Write out again, please, the records below from the first line to the line holding "return: a list", inclusive, and nothing else.

_Materials provided:_

BEGIN

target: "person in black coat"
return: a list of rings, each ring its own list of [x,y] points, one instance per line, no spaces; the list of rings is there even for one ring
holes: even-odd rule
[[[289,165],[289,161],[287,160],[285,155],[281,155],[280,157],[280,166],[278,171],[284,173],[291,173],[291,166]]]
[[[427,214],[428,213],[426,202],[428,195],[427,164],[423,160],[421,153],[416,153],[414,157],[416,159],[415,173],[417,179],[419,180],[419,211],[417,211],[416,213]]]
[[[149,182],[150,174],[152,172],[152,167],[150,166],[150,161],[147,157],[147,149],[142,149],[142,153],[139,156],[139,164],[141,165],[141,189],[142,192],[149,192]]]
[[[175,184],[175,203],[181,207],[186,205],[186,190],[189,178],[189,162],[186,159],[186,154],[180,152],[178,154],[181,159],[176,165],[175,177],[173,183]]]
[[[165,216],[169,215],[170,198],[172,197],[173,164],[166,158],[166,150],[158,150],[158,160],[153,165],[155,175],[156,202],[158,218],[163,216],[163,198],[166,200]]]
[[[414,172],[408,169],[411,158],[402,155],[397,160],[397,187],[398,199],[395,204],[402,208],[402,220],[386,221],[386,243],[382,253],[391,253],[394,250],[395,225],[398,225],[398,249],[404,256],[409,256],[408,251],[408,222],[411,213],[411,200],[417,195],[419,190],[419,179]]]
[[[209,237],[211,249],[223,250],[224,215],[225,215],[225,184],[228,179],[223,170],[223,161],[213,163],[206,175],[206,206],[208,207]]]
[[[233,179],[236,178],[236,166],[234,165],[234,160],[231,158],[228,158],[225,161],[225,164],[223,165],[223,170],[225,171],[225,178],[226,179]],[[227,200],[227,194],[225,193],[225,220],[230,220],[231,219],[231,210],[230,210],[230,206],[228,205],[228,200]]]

END

_Result below:_
target: "person in black coat"
return: a list of rings, each ring its own list of [x,y] points, one instance per line, no spaces; the list of rings is there even for one ring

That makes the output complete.